▶ GIVEN PROBLEM:
Put every line of the records below into a Markdown table with the columns "Row" and "Line", numbering the rows in order and skipping any blank lines.

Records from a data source
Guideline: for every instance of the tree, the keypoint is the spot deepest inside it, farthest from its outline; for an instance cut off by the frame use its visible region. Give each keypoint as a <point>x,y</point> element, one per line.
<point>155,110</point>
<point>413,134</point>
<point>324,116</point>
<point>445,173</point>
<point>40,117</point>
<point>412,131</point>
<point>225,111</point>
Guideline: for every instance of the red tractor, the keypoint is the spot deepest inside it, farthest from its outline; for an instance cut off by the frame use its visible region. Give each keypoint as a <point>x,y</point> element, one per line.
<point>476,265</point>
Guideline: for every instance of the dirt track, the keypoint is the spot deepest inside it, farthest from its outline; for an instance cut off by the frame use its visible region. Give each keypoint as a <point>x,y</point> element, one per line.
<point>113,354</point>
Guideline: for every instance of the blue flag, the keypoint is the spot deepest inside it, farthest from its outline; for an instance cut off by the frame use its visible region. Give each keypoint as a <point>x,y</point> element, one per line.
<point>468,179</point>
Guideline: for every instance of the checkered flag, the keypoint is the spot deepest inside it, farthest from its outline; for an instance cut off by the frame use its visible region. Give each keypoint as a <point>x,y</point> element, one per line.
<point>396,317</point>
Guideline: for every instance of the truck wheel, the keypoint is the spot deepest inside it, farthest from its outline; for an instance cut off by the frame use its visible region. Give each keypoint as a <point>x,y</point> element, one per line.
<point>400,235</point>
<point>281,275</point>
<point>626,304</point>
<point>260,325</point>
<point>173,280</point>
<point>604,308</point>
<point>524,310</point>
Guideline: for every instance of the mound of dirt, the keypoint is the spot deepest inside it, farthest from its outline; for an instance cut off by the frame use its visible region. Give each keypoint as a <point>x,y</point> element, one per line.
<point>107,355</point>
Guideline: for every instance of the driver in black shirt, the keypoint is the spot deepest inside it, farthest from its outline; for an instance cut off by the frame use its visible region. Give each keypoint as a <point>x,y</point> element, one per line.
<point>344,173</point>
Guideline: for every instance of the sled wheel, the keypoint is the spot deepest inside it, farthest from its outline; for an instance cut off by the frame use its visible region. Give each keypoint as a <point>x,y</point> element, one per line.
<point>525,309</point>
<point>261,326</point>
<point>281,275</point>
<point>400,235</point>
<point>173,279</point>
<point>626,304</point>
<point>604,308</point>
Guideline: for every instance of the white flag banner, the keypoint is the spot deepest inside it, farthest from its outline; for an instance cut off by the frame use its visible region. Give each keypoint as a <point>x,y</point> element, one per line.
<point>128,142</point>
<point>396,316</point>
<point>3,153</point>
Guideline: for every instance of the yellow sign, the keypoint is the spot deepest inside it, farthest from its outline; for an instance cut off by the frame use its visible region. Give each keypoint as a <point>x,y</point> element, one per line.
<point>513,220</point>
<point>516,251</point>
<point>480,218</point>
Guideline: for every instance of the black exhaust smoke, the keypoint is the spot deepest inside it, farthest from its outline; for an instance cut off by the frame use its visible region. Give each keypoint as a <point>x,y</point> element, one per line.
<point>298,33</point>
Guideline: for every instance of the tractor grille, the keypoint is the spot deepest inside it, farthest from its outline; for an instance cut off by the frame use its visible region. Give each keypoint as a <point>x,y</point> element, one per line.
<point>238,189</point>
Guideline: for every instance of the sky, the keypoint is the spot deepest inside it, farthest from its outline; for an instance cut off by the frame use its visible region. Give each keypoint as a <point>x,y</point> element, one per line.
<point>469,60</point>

▶ RESPONSE FOR THIS EXERCISE:
| Row | Line |
|---|---|
| 1 | Guideline: for every instance of the tree, the keypoint is the spot deepest inside it, farthest from its outline; for an instance cut off by the frame use its visible region. Give each keypoint as a <point>x,y</point> element, one per line. |
| 2 | <point>155,110</point> |
| 3 | <point>413,134</point> |
| 4 | <point>324,116</point> |
| 5 | <point>445,173</point> |
| 6 | <point>40,117</point> |
| 7 | <point>412,131</point> |
| 8 | <point>225,111</point> |
| 9 | Guideline: for every instance of the red tractor, the keypoint is the spot deepest inside it, farthest from its outline; for an instance cut off by the frame use its visible region. Give each keypoint as a <point>x,y</point> element, one per line. |
| 10 | <point>476,265</point> |
| 11 | Guideline: for every instance of the dirt track, the keypoint is the spot deepest inside it, farthest from its outline; for an instance cut off by the frame use its visible region. Give each keypoint as a <point>x,y</point> element, one per line. |
| 12 | <point>113,354</point> |
| 13 | Guideline: for every instance of the blue flag, the keypoint is the spot deepest inside it, farthest from its outline; for an instance cut off by the frame use its visible region. Give each keypoint as a <point>x,y</point> element, one per line. |
| 14 | <point>468,179</point> |
| 15 | Guideline: for every instance of the checkered flag, the keypoint is the spot deepest inside it, farthest from its outline; for an instance cut off by the frame use its visible region. Give each keypoint as a <point>x,y</point> element, one per line. |
| 16 | <point>396,317</point> |
| 17 | Guideline: for every instance of the truck wheel, the keypoint is the spot deepest inside it, farthest from its outline; for an instance cut off by the frame use its visible region. Give each keypoint as a <point>x,y</point> element, one per line. |
| 18 | <point>400,235</point> |
| 19 | <point>281,275</point> |
| 20 | <point>626,304</point> |
| 21 | <point>260,325</point> |
| 22 | <point>173,280</point> |
| 23 | <point>604,308</point> |
| 24 | <point>524,310</point> |
| 25 | Guideline: for every instance of the mound of dirt, the keypoint is the spot deepest inside it, farthest from its outline; for an instance cut off by the frame use its visible region. Give each keypoint as a <point>x,y</point> element, one per line. |
| 26 | <point>107,355</point> |
| 27 | Guideline: for every instance of the driver in black shirt, the keypoint is the spot deepest inside it, farthest from its outline; for an instance cut off by the frame use its visible region. Give each keypoint as a <point>x,y</point> element, one per line. |
| 28 | <point>344,173</point> |
| 29 | Guideline: for every instance of the sled wheel, the keypoint is the spot deepest inside it, farthest from its outline; for an instance cut off by the frame use its visible region. Give each keypoint as a <point>x,y</point> element, one per line. |
| 30 | <point>525,309</point> |
| 31 | <point>261,326</point> |
| 32 | <point>281,275</point> |
| 33 | <point>400,235</point> |
| 34 | <point>173,279</point> |
| 35 | <point>626,304</point> |
| 36 | <point>604,308</point> |
| 37 | Guideline: for every instance of the white flag banner, the keypoint is the spot deepest inside it, farthest from its outline; for an instance cut off by the frame use its visible region. Give each keypoint as a <point>x,y</point> element, one per line. |
| 38 | <point>128,142</point> |
| 39 | <point>396,316</point> |
| 40 | <point>3,153</point> |
| 41 | Guideline: for every instance of the yellow sign, the keypoint is the spot deepest inside it, farthest from its outline; for an instance cut off by the frame use its visible region. Give each keypoint as a <point>x,y</point> element, one per line. |
| 42 | <point>513,220</point> |
| 43 | <point>516,251</point> |
| 44 | <point>480,218</point> |
| 45 | Guideline: for every instance of the black exhaust smoke, the keypoint is the spot deepest inside it, farthest from its outline; for an instance cut off by the frame use its visible region. Give each keypoint as a <point>x,y</point> element, one per line. |
| 46 | <point>298,33</point> |
| 47 | Guideline: for every instance of the tractor grille, the keypoint is the spot deepest inside it, farthest from its outline; for an instance cut off by the frame use its visible region. Give each keypoint as a <point>x,y</point> element, one per line. |
| 48 | <point>238,189</point> |
| 49 | Guideline: for every instance of the sky, the keypoint is the spot deepest inside it, farthest from its outline; for an instance cut off by the frame use its visible region. Give each keypoint as a <point>x,y</point> element, one per line. |
| 50 | <point>469,60</point> |